Social distancing is a key component of the expert-recommended strategy to reduce the spread of COVID-19. According to the World Health Organization, the SARS-CoV-2 virus passes from person to person primarily through saliva or airborne respiratory droplets. Protective precautions like wearing masks, washing hands, and avoiding close contact with other people can prevent the spread of droplets.
Avoiding contact with others, however, may have repercussions in a person’s gut microbiome. In a perspective published this week in mSphere, an open-access journal of the American Society for Microbiology, a group of microbiologists in Portugal call for scientists to more closely examine the ways in which COVID-19—and our response to it—interact with microbial health. A more thorough analysis of that relationship, they argue, is needed to prepare for long-term health consequences and to develop comprehensive control strategies.
“Our behaviors have consequences,” said lead author Teresa Nogueira, Ph.D., microbiologist at the National Institute for Agrarian and Veterinary Research and Centre for Ecology, Evolution and Environmental Changes at the University of Lisbon. “We are doing social distancing, which makes sense during the pandemic. But in the long term, social distancing can have consequences on the biodiversity of our microbiota.”
In the paper, Nogueira and her colleagues highlight 2 critical ways to look for the effect of social distancing on the microbiome. One may be harmful, and the other helpful, leading the authors to describe the effects as a “double-edged sword.”
First, they worry that social distancing may worsen the prognosis for individuals with many diseases, including COVID-19. Their hypothesis is based not on new findings, but on drawing conclusions from previous ones. Recent studies connect social isolation to less bacterial diversity. Extreme lack of diversity can lead to an imbalance called dysbiosis, which is associated with reduced numbers of protective bacteria. Previous studies have connected dysbiosis to higher risk of opportunistic infections; it’s also been shown to increase the risk of influenza infections in the lung. Preliminary studies from the last few months similarly suggest that a person’s microbiota influences their response to COVID-19, and that hospitalized COVID-19 patients do face increased risk of dysbiosis.
Given what’s known about the virus and the microbiome, Nogueira and her colleagues hypothesize that social distancing favors dysbiosis and thus worsens a person’s response to COVID-19. It could produce a loop, where dysbiosis triggers poorer responses, which leads to more widespread social distancing, which can exacerbate dysbiosis.
But, she cautions, rigorous studies haven’t yet been done to support this hypothesis.
The second way that social distancing may influence the microbiome is by limiting the transmission of antibiotic resistant microbes between people and the exchange of resistance genes between microbes. Taking antibiotics leads to an increase in antibiotic resistance genes among a person’s microbiota. Recent studies by Nogueira’s group, however, show that the diversity of these genes increases in time by spreading from person to person. Social distancing limits personal contact, which means it likely limits the transmission of antibacterial resistance as well, Nogueira said.
“In situations where people avoid one another, we would expect to break this transmission,” she said. “In these populations, the resistant bacteria tend to disappear over time.” However, as in the case of the connection with dysbiosis, she said that studies haven’t rigorously demonstrated that social distancing will reduce antibiotic resistance.
Recent years have shown that the microbiota plays a critical role in many aspects of human health, and the authors of the mSphere perspective urge researchers to better probe how the bacterial balance may be affected by social distancing in the short and long term.

Referring expression pointing data -
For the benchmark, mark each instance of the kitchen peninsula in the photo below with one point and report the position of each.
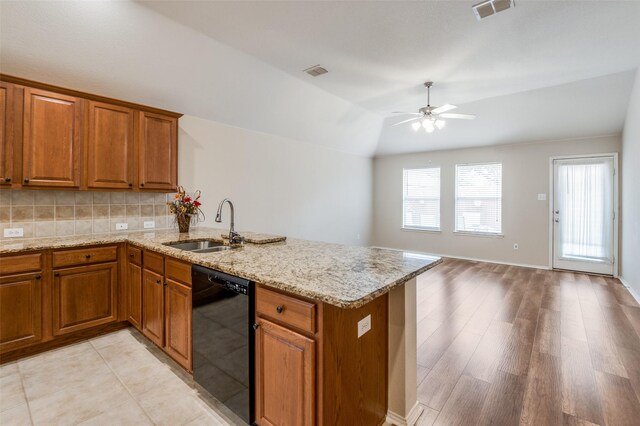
(310, 300)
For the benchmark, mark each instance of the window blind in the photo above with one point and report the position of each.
(421, 198)
(479, 198)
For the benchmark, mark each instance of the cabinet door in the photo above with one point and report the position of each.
(134, 295)
(153, 306)
(6, 133)
(20, 311)
(178, 322)
(84, 297)
(285, 377)
(110, 155)
(158, 151)
(51, 139)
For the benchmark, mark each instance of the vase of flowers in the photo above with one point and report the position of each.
(186, 209)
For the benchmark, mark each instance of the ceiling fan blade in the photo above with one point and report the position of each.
(443, 108)
(406, 121)
(460, 116)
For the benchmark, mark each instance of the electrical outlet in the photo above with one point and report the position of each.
(364, 325)
(13, 232)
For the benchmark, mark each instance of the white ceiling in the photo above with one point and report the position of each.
(379, 52)
(240, 63)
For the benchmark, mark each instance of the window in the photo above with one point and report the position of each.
(479, 198)
(421, 199)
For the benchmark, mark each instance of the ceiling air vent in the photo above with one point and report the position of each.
(315, 71)
(491, 7)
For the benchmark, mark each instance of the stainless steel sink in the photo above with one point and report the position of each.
(205, 246)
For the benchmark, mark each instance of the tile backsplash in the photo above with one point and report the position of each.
(44, 213)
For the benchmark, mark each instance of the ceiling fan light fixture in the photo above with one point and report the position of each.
(428, 125)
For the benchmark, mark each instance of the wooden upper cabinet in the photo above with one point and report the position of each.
(157, 151)
(6, 133)
(110, 149)
(51, 139)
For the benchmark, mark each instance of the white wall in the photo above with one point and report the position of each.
(525, 169)
(630, 220)
(277, 185)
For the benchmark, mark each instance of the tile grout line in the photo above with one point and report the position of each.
(122, 383)
(24, 392)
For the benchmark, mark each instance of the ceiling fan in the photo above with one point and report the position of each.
(430, 117)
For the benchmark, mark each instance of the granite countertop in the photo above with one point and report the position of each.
(344, 276)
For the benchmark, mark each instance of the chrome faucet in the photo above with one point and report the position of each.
(234, 237)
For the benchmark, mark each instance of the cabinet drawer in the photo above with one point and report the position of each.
(134, 255)
(178, 271)
(289, 310)
(154, 262)
(21, 263)
(84, 256)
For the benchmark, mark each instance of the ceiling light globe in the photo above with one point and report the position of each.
(428, 125)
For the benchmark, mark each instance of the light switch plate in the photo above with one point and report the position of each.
(13, 232)
(364, 325)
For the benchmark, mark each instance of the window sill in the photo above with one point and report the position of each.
(432, 230)
(478, 234)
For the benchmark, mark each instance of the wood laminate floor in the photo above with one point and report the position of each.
(505, 345)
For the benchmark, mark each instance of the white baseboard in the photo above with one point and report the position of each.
(410, 420)
(633, 292)
(523, 265)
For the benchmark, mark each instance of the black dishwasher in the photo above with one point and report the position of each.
(223, 344)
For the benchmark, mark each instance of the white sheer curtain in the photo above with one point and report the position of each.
(585, 190)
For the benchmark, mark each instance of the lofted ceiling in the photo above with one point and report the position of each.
(379, 53)
(543, 70)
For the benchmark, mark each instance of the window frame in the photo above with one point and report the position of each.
(488, 234)
(405, 227)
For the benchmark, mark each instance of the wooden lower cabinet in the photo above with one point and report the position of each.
(153, 306)
(20, 311)
(178, 322)
(84, 297)
(285, 376)
(134, 295)
(311, 366)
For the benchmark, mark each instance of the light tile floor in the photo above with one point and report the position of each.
(116, 379)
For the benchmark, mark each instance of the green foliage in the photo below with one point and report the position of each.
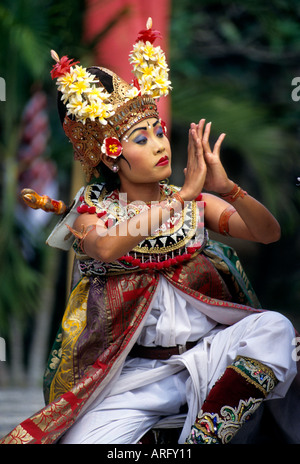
(233, 62)
(28, 32)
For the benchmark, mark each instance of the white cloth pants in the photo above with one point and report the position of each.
(148, 390)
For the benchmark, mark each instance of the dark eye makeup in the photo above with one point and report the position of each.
(142, 139)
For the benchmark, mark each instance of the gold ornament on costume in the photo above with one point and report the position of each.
(93, 114)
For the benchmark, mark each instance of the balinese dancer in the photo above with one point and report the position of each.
(162, 328)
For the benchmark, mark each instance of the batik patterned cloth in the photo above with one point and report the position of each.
(105, 315)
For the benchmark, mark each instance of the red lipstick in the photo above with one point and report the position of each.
(163, 161)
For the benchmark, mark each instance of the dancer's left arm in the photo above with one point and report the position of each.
(252, 220)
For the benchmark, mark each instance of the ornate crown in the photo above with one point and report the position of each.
(96, 119)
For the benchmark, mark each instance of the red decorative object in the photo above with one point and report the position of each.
(164, 127)
(112, 147)
(149, 35)
(62, 67)
(86, 209)
(156, 265)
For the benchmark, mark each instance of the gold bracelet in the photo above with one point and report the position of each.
(235, 193)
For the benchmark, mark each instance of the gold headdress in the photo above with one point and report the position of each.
(96, 119)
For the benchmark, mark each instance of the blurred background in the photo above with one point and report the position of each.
(232, 62)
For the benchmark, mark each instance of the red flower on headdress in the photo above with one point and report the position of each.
(112, 147)
(164, 126)
(62, 66)
(149, 34)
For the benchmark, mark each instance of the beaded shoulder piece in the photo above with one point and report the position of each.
(181, 237)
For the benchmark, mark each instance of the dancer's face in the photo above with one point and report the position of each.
(147, 153)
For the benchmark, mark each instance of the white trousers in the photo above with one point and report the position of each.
(148, 390)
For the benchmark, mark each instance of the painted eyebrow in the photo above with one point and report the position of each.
(142, 128)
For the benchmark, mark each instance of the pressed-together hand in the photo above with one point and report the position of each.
(204, 168)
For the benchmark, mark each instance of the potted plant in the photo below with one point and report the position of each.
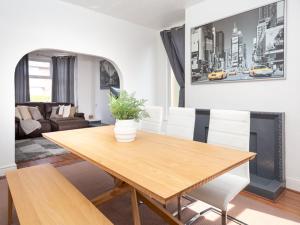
(127, 110)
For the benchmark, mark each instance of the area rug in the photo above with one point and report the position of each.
(92, 181)
(36, 148)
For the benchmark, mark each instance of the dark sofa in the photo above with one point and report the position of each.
(53, 124)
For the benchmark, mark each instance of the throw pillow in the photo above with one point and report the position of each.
(18, 114)
(67, 110)
(24, 112)
(73, 111)
(54, 112)
(35, 113)
(60, 110)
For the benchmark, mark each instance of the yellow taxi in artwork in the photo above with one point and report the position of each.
(260, 70)
(217, 75)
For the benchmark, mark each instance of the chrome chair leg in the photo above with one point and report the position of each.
(179, 207)
(224, 217)
(223, 214)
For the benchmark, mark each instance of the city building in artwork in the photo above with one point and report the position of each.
(240, 49)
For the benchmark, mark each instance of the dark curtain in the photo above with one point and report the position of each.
(63, 79)
(174, 42)
(22, 81)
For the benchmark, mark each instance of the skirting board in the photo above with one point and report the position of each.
(293, 184)
(3, 169)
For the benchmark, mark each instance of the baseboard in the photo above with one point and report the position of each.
(3, 169)
(293, 184)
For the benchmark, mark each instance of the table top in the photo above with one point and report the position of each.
(157, 165)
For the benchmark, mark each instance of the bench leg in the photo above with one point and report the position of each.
(135, 208)
(10, 208)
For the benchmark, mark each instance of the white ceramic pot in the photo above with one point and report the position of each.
(125, 130)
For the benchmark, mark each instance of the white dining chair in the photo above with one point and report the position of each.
(153, 123)
(181, 122)
(229, 129)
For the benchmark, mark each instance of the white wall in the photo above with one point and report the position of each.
(273, 96)
(85, 82)
(33, 24)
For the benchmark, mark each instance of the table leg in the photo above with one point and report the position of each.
(120, 189)
(10, 208)
(179, 207)
(158, 208)
(135, 208)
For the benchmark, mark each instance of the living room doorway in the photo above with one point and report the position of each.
(59, 90)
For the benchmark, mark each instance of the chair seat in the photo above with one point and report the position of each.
(220, 191)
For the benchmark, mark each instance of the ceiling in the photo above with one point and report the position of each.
(156, 14)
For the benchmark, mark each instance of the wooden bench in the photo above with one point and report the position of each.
(42, 196)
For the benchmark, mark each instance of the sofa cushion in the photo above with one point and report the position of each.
(24, 112)
(35, 113)
(68, 123)
(17, 113)
(48, 107)
(67, 110)
(73, 111)
(40, 105)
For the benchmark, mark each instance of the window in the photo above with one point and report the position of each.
(40, 81)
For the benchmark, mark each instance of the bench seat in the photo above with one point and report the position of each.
(43, 196)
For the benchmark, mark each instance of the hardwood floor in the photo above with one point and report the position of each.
(288, 201)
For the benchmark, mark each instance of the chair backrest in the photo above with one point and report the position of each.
(181, 122)
(153, 123)
(231, 129)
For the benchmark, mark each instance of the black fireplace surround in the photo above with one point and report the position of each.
(267, 170)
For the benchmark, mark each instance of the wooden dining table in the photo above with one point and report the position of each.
(154, 168)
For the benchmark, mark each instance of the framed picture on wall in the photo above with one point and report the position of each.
(108, 75)
(245, 47)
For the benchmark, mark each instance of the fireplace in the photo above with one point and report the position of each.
(267, 170)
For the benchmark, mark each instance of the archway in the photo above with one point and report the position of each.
(90, 94)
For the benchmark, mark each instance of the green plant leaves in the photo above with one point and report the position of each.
(127, 107)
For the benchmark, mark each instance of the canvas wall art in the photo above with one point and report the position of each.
(108, 75)
(244, 47)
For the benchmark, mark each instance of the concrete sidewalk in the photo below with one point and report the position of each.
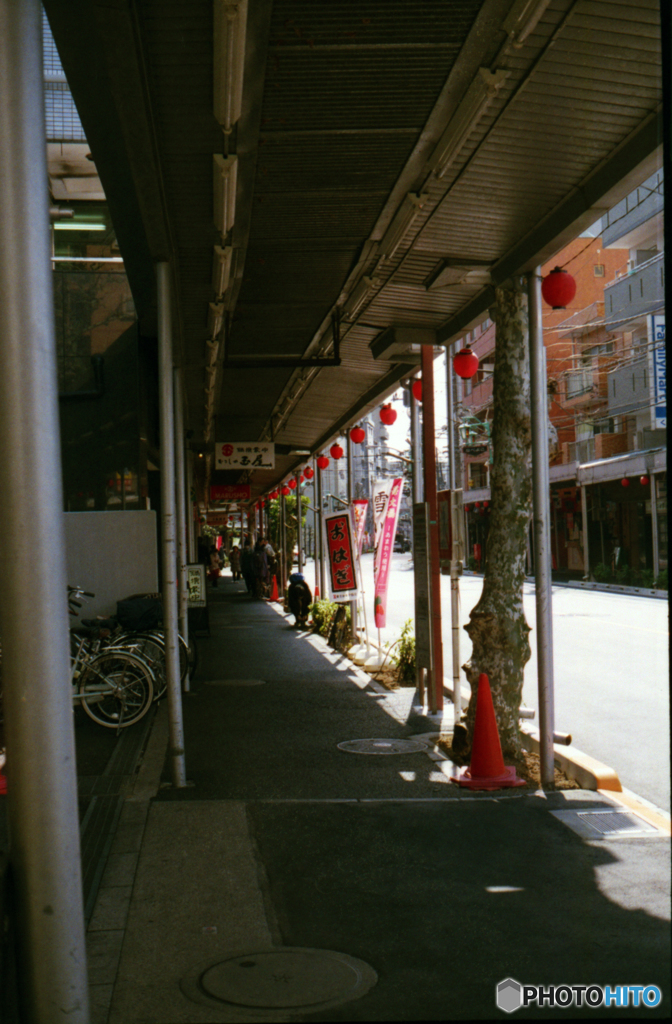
(298, 881)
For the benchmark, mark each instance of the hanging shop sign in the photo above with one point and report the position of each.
(657, 334)
(340, 556)
(360, 506)
(229, 493)
(196, 586)
(385, 520)
(245, 455)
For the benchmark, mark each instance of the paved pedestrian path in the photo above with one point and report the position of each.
(295, 881)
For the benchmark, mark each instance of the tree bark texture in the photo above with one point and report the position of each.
(497, 628)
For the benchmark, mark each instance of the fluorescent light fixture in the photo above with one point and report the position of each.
(401, 222)
(78, 225)
(522, 18)
(215, 317)
(229, 27)
(221, 269)
(224, 177)
(477, 98)
(402, 344)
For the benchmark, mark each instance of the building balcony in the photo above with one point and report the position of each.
(636, 294)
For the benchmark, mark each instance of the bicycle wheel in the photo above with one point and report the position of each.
(151, 648)
(116, 689)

EXERCISE -
Reproduce word for word a passage of the text on social distancing and the microbiome: begin at the words "But, she cautions, rigorous" and stop after "well, Nogueira said.".

PROBLEM SOLUTION -
But, she cautions, rigorous studies haven’t yet been done to support this hypothesis.
The second way that social distancing may influence the microbiome is by limiting the transmission of antibiotic resistant microbes between people and the exchange of resistance genes between microbes. Taking antibiotics leads to an increase in antibiotic resistance genes among a person’s microbiota. Recent studies by Nogueira’s group, however, show that the diversity of these genes increases in time by spreading from person to person. Social distancing limits personal contact, which means it likely limits the transmission of antibacterial resistance as well, Nogueira said.